» **Given exercise**
Output the lines of the listing from the line that contains "Annotation guideline — the target class is white leg" through the line that contains "41;99;66;176", both included, as a JSON list of strings with one string per line and blank lines omitted.

» **Record set**
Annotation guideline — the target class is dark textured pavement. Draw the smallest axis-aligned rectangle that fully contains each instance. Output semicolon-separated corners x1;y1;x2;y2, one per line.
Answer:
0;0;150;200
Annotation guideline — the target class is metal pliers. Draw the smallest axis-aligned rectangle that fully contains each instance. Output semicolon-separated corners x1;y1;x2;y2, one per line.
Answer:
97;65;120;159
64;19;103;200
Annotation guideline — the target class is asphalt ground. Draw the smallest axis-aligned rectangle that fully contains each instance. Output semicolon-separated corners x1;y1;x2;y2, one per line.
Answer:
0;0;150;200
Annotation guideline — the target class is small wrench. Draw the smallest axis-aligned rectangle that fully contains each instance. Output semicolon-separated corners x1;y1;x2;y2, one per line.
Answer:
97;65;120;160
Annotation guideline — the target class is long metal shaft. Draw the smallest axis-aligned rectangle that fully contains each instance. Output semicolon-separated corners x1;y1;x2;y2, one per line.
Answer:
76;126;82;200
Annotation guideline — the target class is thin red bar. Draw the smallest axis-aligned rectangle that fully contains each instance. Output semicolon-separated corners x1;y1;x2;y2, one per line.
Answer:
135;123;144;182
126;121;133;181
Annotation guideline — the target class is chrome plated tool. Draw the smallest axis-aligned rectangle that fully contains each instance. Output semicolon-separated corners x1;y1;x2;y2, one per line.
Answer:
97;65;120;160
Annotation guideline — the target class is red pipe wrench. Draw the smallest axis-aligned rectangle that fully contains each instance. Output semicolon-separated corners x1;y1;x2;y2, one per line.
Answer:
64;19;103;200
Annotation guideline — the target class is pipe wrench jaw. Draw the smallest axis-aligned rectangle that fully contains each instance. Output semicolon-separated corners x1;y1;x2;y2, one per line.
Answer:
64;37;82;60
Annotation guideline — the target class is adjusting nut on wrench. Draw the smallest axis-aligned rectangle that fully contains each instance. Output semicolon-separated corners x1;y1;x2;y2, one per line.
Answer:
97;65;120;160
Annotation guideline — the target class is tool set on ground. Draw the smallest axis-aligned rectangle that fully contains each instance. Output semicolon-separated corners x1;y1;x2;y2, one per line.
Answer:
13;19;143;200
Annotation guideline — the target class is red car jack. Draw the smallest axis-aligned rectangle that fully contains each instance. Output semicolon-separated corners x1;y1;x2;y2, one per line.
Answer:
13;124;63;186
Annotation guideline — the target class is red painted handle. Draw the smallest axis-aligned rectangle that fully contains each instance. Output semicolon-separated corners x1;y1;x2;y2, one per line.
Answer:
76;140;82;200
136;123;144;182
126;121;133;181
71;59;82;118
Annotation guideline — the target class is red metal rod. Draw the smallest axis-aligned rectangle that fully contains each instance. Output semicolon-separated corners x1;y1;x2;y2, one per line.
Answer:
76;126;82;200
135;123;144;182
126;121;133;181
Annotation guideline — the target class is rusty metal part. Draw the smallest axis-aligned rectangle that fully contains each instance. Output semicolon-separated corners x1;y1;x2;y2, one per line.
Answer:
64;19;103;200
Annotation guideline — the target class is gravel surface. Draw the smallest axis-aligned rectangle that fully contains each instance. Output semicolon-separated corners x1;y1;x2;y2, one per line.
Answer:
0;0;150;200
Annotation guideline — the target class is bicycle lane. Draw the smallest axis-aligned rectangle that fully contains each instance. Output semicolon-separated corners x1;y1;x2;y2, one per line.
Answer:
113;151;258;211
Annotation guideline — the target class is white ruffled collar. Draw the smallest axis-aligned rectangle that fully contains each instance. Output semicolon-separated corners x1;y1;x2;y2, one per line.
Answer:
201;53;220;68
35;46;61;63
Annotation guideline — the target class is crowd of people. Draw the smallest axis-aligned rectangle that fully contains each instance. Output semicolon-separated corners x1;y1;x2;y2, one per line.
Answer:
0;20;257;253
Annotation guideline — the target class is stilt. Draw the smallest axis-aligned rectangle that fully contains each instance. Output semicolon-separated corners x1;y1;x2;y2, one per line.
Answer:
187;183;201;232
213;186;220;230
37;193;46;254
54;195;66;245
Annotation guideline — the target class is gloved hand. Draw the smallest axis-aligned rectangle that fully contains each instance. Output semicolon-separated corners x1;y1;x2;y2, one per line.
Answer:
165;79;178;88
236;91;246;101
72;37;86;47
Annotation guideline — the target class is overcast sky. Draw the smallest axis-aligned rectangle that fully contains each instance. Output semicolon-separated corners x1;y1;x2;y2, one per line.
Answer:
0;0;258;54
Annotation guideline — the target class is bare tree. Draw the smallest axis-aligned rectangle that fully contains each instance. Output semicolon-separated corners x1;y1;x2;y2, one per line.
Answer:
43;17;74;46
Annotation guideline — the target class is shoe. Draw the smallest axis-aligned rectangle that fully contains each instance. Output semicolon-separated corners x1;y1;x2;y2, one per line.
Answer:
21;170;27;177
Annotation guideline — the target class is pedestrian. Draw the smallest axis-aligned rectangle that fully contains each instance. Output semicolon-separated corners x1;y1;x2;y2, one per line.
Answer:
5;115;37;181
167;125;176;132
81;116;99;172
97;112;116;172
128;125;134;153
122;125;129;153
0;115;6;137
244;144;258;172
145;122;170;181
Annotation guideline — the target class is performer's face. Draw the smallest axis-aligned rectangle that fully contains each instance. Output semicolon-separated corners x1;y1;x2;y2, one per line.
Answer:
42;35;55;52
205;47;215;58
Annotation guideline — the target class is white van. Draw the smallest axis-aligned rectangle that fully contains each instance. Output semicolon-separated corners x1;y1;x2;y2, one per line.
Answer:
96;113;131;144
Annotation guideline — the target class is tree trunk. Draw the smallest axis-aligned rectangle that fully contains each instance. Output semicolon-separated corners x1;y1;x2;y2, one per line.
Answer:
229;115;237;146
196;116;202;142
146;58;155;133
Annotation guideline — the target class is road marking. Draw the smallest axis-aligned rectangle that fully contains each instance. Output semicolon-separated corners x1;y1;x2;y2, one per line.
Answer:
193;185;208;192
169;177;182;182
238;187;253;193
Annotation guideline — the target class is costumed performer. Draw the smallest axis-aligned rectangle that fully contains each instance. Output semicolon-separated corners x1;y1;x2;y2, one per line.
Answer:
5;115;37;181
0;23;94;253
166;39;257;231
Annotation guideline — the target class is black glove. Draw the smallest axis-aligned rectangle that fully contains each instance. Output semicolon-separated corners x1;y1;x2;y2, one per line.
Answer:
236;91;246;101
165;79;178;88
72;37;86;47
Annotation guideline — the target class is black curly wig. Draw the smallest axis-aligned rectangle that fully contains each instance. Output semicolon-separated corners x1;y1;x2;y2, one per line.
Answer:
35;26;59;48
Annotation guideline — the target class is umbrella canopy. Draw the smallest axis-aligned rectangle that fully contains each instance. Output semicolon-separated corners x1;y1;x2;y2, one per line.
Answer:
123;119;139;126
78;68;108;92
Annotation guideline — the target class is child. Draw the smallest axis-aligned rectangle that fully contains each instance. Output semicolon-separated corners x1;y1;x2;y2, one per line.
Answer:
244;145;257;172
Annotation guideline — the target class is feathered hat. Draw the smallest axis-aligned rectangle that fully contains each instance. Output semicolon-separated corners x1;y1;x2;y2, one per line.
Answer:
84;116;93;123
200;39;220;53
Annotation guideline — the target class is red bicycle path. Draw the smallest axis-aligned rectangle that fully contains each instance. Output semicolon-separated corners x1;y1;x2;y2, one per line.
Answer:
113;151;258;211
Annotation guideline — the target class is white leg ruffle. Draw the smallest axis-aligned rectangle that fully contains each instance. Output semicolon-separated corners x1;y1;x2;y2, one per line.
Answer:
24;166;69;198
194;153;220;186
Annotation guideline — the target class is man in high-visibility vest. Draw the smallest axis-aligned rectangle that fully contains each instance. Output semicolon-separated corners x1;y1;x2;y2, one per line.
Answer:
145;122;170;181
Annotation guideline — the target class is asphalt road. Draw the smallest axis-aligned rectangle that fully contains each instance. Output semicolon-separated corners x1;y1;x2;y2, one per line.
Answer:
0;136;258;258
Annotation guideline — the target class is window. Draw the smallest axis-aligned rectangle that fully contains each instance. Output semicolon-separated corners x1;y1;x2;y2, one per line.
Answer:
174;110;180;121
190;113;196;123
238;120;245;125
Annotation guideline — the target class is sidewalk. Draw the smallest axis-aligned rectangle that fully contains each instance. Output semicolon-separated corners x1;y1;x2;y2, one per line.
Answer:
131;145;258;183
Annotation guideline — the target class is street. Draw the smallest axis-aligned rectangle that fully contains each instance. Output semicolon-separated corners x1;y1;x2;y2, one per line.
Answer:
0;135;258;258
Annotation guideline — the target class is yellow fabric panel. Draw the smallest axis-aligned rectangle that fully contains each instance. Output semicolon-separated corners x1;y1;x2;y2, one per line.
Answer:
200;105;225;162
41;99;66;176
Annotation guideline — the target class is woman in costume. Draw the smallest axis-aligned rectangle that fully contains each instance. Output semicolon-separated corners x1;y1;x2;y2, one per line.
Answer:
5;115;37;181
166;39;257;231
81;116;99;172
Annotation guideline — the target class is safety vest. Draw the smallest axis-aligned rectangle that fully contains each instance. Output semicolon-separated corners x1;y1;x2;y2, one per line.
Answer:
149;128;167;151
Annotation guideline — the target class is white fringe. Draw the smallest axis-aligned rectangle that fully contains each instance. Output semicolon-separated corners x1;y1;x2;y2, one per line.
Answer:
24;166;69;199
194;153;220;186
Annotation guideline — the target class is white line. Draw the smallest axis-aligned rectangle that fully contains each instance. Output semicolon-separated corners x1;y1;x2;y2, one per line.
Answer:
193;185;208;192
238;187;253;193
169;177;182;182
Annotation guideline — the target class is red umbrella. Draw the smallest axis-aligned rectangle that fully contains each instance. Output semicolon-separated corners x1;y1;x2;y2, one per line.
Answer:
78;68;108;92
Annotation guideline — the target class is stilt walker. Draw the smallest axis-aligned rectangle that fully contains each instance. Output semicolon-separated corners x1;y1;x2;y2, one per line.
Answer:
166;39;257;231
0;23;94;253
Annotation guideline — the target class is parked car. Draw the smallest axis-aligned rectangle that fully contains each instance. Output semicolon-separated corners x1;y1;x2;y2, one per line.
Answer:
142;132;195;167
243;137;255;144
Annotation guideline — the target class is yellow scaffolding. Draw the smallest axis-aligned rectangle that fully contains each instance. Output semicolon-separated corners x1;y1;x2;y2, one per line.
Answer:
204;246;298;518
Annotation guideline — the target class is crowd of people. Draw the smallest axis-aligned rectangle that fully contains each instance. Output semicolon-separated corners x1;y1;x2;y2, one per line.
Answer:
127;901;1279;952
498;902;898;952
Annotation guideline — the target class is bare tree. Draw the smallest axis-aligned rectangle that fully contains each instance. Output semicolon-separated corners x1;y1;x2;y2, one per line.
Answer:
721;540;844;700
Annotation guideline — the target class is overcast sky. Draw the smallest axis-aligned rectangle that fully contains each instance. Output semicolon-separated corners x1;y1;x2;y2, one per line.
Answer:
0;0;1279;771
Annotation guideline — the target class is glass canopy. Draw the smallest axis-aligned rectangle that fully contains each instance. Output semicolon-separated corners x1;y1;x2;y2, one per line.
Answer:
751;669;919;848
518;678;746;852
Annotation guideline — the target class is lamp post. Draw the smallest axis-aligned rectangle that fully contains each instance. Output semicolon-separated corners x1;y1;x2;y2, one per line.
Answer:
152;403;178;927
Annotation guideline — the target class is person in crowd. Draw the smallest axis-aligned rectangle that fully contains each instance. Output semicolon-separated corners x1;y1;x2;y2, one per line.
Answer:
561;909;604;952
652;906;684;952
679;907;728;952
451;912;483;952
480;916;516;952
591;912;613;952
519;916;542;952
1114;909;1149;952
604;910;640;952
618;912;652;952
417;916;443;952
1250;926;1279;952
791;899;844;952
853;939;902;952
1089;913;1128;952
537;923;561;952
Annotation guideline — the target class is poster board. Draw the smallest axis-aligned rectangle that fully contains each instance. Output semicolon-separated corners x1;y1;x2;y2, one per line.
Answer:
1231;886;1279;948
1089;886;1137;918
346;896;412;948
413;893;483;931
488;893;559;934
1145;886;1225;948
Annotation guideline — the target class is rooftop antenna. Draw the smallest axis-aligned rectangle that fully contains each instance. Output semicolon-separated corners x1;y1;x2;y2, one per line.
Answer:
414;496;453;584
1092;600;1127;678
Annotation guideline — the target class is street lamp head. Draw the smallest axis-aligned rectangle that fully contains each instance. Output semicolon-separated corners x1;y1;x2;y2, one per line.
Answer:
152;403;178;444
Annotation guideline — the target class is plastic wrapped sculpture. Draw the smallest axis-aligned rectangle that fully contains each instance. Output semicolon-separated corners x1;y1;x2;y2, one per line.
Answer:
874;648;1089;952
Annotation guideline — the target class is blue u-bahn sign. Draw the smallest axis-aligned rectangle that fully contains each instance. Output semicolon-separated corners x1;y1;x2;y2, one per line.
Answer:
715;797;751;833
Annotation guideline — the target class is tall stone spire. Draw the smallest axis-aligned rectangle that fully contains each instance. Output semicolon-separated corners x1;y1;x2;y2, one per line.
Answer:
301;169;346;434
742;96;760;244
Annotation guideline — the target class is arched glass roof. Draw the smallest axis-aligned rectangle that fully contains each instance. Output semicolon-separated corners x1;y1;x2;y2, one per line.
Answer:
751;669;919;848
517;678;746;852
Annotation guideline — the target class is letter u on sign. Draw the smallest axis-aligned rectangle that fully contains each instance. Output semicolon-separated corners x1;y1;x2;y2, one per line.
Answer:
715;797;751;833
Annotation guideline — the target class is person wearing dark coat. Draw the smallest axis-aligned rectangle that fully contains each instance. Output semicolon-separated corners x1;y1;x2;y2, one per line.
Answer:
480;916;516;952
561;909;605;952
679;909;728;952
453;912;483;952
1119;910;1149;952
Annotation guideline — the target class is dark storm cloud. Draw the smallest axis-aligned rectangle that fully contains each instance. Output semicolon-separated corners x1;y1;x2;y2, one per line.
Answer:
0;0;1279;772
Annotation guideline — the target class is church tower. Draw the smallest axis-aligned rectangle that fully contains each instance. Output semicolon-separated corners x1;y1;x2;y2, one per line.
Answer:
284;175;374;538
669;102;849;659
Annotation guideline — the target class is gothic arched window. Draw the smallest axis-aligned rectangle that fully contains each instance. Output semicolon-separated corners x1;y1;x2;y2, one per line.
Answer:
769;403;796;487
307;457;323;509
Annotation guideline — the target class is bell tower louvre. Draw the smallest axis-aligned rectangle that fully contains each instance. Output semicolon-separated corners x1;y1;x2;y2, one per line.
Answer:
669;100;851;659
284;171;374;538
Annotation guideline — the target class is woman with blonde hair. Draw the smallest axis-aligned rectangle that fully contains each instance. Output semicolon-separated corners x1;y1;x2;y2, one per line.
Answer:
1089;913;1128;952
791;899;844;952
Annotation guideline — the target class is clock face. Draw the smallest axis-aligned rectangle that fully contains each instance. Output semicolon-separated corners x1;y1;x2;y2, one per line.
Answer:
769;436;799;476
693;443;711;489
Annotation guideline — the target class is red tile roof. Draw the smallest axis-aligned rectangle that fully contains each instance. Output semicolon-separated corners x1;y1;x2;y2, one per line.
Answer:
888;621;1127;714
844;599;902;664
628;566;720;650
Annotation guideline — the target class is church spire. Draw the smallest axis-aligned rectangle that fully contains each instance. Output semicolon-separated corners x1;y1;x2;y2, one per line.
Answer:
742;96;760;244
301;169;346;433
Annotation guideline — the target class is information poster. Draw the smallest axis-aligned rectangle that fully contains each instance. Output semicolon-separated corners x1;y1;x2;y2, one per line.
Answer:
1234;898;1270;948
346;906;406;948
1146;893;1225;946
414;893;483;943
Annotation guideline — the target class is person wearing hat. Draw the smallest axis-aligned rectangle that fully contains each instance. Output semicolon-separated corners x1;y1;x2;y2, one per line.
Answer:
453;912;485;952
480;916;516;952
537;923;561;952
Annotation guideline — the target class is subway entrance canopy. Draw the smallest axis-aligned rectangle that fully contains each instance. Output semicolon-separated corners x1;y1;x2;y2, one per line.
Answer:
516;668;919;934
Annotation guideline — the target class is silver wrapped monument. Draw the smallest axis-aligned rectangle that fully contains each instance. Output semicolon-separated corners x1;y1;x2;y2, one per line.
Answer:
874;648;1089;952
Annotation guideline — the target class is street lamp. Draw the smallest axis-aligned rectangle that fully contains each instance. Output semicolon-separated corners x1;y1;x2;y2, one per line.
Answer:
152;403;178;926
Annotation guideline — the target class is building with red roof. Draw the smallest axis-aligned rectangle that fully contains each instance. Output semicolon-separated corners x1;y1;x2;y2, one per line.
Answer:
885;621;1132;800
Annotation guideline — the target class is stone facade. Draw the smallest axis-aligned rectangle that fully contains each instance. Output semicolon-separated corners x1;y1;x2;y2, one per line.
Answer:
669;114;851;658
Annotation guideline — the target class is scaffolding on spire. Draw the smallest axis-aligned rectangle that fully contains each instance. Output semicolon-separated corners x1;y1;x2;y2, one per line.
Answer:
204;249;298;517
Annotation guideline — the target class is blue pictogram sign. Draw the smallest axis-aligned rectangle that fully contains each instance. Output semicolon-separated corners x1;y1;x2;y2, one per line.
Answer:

» **Solution for this exercise**
[
  "Annotation guideline — the target class is white leg ruffle. Draw the smallest axis-aligned rectangle that fully contains each instance. Output semicolon-separated corners x1;y1;x2;y2, one per line.",
  "Answer:",
  "24;166;69;198",
  "194;153;220;186",
  "Annotation guideline — the target class is man in high-visibility vest. Draw the smallest axis-aligned rectangle that fully contains each instance. Output semicolon-separated corners x1;y1;x2;y2, one per line.",
  "Answer:",
  "145;122;170;181",
  "Annotation guideline — the target class is asphalt road. Draw the smallest axis-aligned rectangle that fully contains each instance. Output semicolon-separated corners x1;y1;x2;y2, one per line.",
  "Answer:",
  "0;136;258;258",
  "Annotation guideline — the target class is window. Draw the smallest axis-aligned rectangle that fully contains each instance. Output semicolon-separated corners x1;y1;x2;y2, one per line.",
  "Answer:",
  "174;110;180;121",
  "190;113;196;123",
  "238;120;245;125",
  "Annotation guideline — the target class is sidewalk. Draw the smallest axis-aligned rectangle that fully contains each instance. Output semicolon-separated corners x1;y1;x2;y2, one per line.",
  "Answer:",
  "131;145;258;183",
  "Annotation guideline — the target class is street. Draw the smallest axis-aligned rectangle that fully contains each instance. Output semicolon-separated corners x1;y1;x2;y2, one per line.",
  "Answer:",
  "0;135;258;258",
  "Annotation guideline — the target class is yellow fabric panel. Draw the smallest axis-aligned rectangle that fully contains each instance. Output semicolon-separated corners x1;y1;x2;y2, one per line.",
  "Answer:",
  "200;105;225;162",
  "41;99;66;176"
]